Short task:
Please pick out and copy every line in the material below that contains the word "player". Case counts.

Supplied records:
---
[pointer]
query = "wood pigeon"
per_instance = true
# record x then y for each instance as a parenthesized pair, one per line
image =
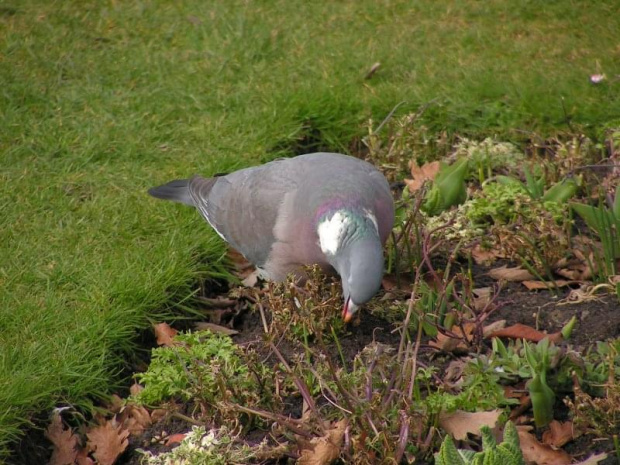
(328, 209)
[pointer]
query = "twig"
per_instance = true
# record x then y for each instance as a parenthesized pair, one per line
(290, 423)
(301, 386)
(387, 118)
(263, 318)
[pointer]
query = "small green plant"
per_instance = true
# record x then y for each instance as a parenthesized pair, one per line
(209, 369)
(534, 186)
(488, 156)
(508, 452)
(542, 396)
(213, 447)
(299, 312)
(600, 415)
(604, 221)
(448, 188)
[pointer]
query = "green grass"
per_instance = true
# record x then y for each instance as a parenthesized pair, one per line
(100, 100)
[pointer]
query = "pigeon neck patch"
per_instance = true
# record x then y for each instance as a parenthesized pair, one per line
(336, 230)
(332, 231)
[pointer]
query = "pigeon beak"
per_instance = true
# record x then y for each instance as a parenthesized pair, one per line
(348, 310)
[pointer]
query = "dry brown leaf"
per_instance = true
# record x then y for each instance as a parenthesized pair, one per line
(175, 439)
(493, 327)
(517, 274)
(107, 442)
(164, 334)
(559, 434)
(135, 418)
(83, 458)
(427, 172)
(217, 329)
(593, 460)
(484, 256)
(521, 331)
(158, 414)
(454, 344)
(459, 423)
(251, 279)
(537, 285)
(324, 450)
(482, 297)
(64, 441)
(135, 389)
(539, 453)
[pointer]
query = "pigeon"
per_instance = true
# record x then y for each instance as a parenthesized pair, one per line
(328, 209)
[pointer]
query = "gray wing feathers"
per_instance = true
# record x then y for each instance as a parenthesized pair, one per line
(243, 208)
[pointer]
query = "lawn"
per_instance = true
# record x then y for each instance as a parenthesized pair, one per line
(101, 100)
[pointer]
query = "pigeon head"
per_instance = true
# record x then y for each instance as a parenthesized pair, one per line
(352, 246)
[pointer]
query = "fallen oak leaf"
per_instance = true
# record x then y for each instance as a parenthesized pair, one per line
(175, 439)
(426, 172)
(135, 418)
(83, 458)
(65, 442)
(593, 459)
(559, 434)
(326, 449)
(538, 285)
(460, 423)
(493, 327)
(165, 334)
(521, 331)
(539, 453)
(107, 442)
(516, 274)
(482, 297)
(135, 389)
(456, 343)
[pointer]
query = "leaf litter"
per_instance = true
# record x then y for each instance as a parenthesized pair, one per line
(106, 442)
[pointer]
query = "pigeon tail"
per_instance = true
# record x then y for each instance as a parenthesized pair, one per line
(177, 191)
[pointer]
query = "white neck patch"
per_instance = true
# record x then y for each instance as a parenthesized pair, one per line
(331, 231)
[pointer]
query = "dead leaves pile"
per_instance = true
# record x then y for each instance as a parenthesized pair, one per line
(101, 444)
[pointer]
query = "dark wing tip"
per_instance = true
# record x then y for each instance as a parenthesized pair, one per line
(176, 190)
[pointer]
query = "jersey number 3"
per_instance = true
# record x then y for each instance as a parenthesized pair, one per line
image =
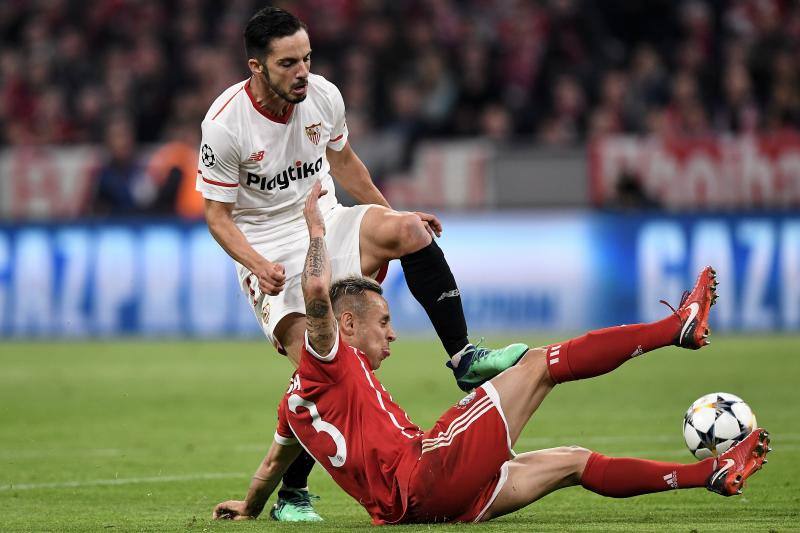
(321, 426)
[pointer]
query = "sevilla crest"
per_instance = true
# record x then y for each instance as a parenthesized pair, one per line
(313, 132)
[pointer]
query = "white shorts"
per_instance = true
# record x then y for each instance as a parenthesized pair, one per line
(342, 229)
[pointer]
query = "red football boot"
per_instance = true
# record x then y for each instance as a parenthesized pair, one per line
(693, 311)
(741, 461)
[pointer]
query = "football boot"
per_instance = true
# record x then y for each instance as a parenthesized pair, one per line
(694, 309)
(741, 461)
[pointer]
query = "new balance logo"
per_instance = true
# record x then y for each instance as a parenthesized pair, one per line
(694, 308)
(448, 294)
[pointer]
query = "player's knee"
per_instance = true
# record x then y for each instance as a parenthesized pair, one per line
(578, 457)
(411, 234)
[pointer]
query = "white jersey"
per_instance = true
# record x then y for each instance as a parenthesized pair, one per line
(266, 165)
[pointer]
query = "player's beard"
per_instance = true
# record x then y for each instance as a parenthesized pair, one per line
(283, 94)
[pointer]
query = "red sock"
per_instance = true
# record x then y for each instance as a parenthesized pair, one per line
(603, 350)
(621, 477)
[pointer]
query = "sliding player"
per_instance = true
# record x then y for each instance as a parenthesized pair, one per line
(461, 470)
(265, 141)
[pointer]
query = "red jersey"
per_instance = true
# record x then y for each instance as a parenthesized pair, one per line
(348, 422)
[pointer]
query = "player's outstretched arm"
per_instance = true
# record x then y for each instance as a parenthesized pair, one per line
(316, 279)
(262, 486)
(270, 275)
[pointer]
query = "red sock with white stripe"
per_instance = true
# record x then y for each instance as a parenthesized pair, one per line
(601, 351)
(621, 477)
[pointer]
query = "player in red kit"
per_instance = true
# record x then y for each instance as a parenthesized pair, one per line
(463, 469)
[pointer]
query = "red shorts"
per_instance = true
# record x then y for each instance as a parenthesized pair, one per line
(461, 466)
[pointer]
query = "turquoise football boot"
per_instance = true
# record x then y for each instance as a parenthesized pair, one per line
(475, 365)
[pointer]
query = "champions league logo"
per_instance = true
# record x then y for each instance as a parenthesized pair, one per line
(312, 132)
(207, 156)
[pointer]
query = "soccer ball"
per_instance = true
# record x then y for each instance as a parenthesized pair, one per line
(716, 422)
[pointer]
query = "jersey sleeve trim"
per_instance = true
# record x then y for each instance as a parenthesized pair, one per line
(285, 441)
(283, 119)
(218, 183)
(228, 102)
(326, 358)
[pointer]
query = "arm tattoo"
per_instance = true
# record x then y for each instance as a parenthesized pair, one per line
(319, 318)
(316, 259)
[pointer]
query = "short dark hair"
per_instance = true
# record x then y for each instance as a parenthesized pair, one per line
(268, 24)
(347, 294)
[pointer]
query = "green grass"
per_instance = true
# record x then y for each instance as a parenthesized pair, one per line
(139, 436)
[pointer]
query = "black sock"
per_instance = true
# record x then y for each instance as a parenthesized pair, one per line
(430, 281)
(296, 476)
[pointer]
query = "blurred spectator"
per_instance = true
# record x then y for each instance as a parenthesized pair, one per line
(122, 186)
(563, 70)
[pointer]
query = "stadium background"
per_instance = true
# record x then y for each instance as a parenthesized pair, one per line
(585, 157)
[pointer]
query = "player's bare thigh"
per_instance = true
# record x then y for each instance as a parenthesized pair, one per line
(386, 234)
(290, 332)
(533, 475)
(522, 388)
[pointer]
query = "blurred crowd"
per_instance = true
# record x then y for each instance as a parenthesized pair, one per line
(556, 72)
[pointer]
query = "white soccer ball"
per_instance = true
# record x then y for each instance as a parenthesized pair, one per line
(716, 422)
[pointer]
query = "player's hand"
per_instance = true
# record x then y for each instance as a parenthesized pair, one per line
(231, 510)
(311, 210)
(431, 222)
(271, 277)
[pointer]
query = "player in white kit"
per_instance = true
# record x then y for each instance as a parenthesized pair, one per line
(266, 140)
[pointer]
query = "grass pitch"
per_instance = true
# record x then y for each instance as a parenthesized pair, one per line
(140, 436)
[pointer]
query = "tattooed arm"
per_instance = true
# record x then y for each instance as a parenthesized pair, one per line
(316, 280)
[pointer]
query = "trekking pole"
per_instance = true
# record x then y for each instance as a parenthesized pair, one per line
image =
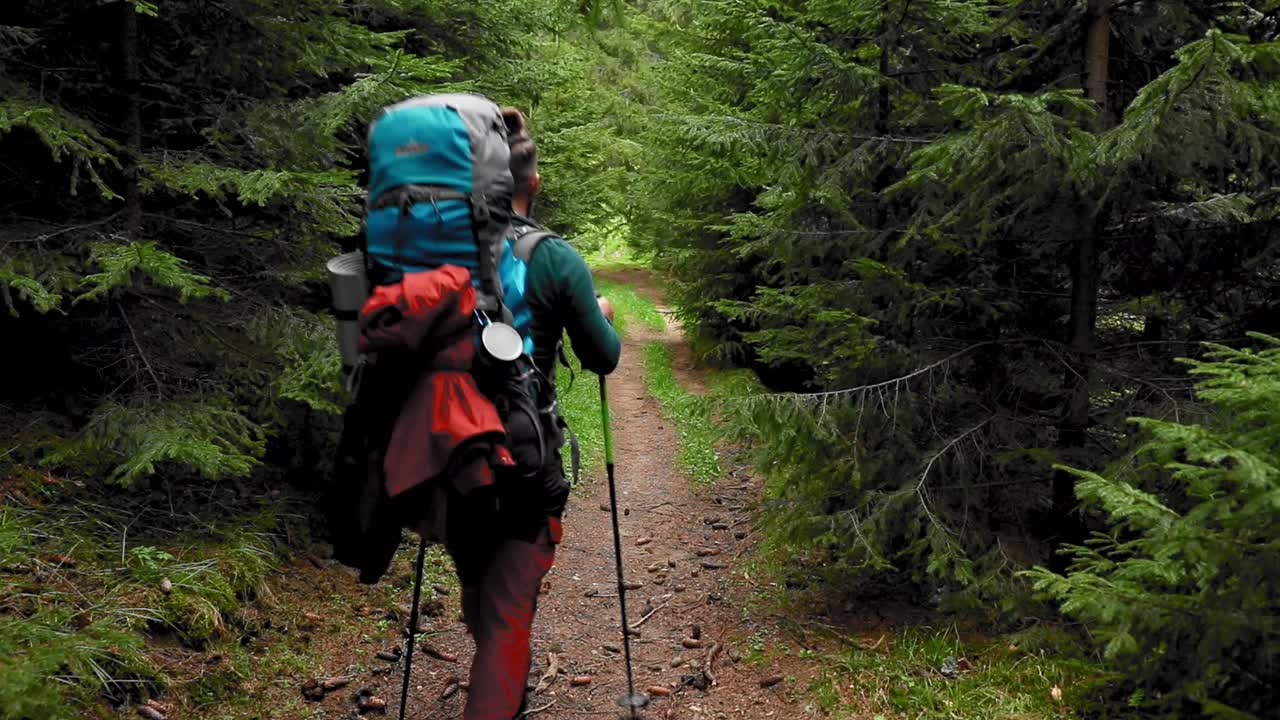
(412, 625)
(631, 700)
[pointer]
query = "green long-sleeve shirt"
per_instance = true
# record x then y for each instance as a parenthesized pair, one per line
(562, 299)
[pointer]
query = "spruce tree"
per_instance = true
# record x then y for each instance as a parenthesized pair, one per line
(968, 240)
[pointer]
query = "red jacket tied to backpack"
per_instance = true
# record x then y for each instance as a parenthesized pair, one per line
(444, 420)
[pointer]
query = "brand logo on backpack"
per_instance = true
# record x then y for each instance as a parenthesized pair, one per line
(412, 149)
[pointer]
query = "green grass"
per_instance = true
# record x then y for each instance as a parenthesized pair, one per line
(580, 401)
(629, 306)
(85, 584)
(936, 674)
(696, 455)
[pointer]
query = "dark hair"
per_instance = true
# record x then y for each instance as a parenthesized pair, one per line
(524, 151)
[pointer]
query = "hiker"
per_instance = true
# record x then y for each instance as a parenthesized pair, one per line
(453, 428)
(501, 580)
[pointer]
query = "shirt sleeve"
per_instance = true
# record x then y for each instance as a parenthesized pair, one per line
(557, 268)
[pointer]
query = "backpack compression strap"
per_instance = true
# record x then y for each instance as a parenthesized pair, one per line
(528, 240)
(487, 224)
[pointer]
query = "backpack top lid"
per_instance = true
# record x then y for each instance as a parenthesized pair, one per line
(457, 141)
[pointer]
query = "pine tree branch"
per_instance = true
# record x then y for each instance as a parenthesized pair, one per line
(836, 393)
(141, 352)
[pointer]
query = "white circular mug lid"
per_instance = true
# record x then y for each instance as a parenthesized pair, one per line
(502, 342)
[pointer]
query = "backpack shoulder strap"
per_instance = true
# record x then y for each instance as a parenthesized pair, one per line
(526, 240)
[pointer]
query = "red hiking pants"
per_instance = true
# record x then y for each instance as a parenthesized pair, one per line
(499, 597)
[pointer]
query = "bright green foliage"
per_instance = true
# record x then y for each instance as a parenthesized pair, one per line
(1184, 584)
(124, 267)
(950, 674)
(698, 456)
(880, 206)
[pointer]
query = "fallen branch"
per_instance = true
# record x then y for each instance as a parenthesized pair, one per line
(650, 614)
(540, 709)
(549, 675)
(711, 660)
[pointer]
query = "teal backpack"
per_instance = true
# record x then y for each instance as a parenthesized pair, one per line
(439, 194)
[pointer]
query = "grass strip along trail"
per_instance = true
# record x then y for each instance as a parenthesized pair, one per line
(264, 625)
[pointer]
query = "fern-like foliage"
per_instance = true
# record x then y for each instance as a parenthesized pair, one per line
(1184, 584)
(63, 133)
(206, 436)
(135, 264)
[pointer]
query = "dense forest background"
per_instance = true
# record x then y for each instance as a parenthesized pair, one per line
(960, 244)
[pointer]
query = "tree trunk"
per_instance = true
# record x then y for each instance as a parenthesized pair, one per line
---
Reply:
query = "player's knee"
query = "player's beard"
query = "sliding player"
query = "player's outstretched arm"
query = "player in red kit"
query = "player's bare thigh"
query = "player's hand"
query = "player in white kit"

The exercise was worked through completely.